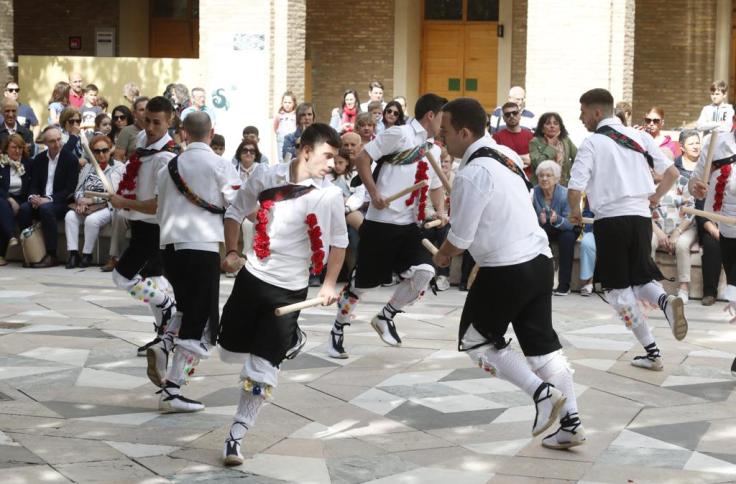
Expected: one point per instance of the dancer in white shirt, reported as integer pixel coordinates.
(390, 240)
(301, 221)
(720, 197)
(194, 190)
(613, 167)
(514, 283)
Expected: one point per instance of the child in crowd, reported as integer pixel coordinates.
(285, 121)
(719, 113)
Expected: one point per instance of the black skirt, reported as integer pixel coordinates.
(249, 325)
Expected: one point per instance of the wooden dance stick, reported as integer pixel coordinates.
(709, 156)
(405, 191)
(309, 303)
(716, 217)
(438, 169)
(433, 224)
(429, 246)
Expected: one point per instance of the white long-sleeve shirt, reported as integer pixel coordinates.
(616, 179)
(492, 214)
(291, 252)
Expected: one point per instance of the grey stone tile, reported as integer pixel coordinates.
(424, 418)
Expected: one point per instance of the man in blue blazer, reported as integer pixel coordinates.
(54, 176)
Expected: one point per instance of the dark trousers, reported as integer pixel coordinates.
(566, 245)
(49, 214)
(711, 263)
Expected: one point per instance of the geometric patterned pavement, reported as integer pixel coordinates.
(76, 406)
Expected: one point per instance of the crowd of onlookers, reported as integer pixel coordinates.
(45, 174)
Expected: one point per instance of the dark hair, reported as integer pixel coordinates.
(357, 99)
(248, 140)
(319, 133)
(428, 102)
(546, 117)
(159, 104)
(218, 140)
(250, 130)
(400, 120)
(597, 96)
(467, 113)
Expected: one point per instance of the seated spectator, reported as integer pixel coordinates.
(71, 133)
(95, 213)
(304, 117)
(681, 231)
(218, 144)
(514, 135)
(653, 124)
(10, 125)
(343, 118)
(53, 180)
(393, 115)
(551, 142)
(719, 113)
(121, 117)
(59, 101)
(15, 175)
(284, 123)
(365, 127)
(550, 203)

-------------------------

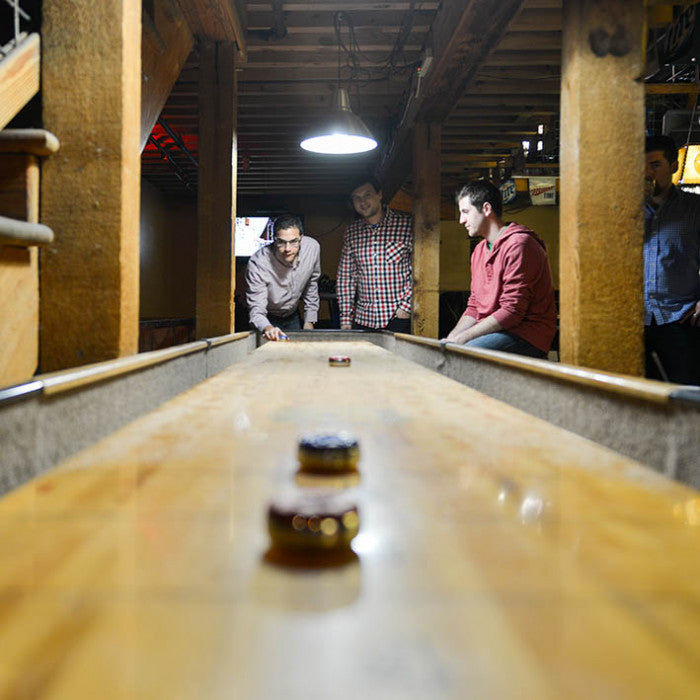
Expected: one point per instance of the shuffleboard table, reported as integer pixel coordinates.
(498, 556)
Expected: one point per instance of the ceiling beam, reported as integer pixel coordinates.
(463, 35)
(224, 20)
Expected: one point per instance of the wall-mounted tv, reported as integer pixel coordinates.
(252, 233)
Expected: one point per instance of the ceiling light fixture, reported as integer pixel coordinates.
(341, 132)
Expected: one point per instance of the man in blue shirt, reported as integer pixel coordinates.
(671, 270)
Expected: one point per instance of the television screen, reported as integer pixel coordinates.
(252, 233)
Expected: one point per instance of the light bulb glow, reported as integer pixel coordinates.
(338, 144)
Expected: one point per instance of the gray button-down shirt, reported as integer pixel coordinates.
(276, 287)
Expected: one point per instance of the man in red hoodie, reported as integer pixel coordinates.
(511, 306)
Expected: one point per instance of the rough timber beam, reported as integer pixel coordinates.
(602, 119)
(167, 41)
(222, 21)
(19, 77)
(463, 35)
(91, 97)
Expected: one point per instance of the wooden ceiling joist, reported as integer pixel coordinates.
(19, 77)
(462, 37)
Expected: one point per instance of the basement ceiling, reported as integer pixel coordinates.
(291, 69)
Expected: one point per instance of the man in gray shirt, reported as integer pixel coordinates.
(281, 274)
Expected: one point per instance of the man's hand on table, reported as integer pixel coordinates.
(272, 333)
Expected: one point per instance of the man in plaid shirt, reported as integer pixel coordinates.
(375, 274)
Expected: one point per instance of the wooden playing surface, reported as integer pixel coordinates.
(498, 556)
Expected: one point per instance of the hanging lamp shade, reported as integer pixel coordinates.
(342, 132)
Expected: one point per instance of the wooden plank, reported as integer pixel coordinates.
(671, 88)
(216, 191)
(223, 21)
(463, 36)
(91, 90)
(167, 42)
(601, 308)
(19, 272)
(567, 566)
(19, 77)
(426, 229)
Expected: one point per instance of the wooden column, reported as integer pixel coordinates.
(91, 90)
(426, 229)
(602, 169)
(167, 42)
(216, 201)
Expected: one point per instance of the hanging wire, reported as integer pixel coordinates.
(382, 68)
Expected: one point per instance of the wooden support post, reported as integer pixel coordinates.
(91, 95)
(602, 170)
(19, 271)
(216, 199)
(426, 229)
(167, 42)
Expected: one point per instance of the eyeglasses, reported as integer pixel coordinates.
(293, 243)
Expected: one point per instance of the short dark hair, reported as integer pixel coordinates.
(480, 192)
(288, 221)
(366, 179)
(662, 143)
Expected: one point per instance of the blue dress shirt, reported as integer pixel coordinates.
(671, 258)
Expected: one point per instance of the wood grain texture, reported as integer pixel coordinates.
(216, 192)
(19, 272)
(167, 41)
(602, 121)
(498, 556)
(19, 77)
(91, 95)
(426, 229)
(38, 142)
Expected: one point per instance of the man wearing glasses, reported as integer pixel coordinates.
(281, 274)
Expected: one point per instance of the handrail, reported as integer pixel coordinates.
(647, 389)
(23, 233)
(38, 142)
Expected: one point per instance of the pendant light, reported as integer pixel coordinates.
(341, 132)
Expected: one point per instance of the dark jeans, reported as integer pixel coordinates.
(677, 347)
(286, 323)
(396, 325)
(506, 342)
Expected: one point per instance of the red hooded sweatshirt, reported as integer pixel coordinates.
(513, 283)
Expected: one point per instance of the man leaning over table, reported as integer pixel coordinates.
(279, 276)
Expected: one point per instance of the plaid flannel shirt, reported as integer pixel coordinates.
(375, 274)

-------------------------

* Short problem *
How many lines in the records above contain the word "plaid"? Reply with the number alone.

* Completed exercise *
2